Your answer is to be every line of the material that includes the string "tall".
Start of Block
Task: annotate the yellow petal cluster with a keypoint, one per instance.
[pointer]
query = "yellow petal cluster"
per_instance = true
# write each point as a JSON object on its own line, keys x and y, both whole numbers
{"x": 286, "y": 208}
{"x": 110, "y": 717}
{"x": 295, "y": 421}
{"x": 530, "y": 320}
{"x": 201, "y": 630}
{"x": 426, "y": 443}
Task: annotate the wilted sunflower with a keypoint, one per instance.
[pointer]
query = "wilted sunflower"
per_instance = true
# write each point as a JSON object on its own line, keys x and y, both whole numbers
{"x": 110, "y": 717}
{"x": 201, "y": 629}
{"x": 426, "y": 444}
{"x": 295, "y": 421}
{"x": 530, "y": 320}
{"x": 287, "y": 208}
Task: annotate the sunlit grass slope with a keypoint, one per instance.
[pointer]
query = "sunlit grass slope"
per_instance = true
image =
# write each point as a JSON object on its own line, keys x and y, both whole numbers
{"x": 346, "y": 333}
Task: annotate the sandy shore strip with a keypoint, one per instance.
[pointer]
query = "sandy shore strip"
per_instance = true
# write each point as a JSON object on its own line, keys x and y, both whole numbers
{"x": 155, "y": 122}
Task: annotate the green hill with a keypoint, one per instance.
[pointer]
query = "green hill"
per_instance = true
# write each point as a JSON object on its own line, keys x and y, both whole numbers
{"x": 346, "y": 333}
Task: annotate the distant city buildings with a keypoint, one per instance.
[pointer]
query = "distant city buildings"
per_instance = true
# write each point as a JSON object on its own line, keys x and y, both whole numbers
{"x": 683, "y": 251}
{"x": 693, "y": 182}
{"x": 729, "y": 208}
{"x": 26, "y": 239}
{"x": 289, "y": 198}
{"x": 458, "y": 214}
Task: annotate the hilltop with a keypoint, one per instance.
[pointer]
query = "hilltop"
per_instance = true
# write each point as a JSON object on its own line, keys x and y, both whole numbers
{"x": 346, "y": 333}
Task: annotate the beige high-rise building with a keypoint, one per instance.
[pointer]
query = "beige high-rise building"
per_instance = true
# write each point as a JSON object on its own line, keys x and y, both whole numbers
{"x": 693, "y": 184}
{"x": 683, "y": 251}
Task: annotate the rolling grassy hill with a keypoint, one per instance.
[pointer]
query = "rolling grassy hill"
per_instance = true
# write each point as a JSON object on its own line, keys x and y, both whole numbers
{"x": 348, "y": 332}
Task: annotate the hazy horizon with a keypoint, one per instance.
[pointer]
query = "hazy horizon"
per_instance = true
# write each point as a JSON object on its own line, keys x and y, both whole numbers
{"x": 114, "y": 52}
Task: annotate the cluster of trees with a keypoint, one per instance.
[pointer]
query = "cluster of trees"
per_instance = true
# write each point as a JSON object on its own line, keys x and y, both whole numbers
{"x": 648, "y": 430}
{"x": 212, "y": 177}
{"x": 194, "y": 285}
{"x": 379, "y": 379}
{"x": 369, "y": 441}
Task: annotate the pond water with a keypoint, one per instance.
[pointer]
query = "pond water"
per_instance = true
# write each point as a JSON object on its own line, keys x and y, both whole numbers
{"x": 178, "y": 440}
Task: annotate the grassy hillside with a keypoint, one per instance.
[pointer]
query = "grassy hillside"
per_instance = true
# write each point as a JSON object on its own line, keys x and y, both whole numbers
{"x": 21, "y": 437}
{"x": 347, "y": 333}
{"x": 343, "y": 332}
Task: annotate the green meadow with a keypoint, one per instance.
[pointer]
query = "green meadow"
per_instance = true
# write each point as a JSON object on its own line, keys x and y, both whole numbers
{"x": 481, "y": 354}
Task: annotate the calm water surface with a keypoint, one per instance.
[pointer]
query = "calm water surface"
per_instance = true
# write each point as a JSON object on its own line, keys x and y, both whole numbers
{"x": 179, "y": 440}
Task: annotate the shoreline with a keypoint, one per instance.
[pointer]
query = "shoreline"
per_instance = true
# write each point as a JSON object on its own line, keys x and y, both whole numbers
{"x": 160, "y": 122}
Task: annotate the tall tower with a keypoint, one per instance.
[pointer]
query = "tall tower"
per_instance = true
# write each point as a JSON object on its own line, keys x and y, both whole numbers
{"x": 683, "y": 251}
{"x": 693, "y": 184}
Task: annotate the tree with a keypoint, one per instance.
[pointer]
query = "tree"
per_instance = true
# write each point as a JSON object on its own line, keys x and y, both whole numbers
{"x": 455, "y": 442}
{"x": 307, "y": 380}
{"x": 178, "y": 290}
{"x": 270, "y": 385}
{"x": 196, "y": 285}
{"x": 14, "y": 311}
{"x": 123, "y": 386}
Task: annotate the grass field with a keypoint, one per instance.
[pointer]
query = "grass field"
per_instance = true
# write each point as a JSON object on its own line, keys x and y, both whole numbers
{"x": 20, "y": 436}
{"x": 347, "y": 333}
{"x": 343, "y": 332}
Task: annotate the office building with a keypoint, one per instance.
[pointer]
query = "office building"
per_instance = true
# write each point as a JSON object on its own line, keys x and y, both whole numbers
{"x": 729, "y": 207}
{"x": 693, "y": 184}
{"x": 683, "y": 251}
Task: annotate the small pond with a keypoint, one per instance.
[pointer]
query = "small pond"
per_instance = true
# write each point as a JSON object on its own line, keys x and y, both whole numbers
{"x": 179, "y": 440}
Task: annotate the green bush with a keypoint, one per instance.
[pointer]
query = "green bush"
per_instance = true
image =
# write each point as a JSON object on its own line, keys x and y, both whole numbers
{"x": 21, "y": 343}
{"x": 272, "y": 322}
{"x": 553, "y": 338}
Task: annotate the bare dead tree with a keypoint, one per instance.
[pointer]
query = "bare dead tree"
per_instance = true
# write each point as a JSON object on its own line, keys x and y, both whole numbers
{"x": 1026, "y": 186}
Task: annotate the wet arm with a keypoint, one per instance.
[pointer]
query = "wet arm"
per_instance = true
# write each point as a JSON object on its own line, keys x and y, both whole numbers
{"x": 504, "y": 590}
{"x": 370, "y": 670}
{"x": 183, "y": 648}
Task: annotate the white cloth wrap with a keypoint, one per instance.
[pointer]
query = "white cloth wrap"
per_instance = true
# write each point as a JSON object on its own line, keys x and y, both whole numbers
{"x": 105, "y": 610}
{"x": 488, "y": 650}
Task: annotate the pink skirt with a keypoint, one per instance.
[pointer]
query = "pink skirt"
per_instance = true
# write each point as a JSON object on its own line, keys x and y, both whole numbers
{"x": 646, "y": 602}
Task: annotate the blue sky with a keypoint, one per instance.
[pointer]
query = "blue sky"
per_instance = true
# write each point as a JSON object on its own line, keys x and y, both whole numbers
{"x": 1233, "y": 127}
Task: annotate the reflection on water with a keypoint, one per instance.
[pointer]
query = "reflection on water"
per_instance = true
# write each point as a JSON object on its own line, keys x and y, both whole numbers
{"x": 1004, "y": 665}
End of Block
- **Exercise output**:
Task: annotate the tall tower with a keypoint, one per instance.
query = "tall tower"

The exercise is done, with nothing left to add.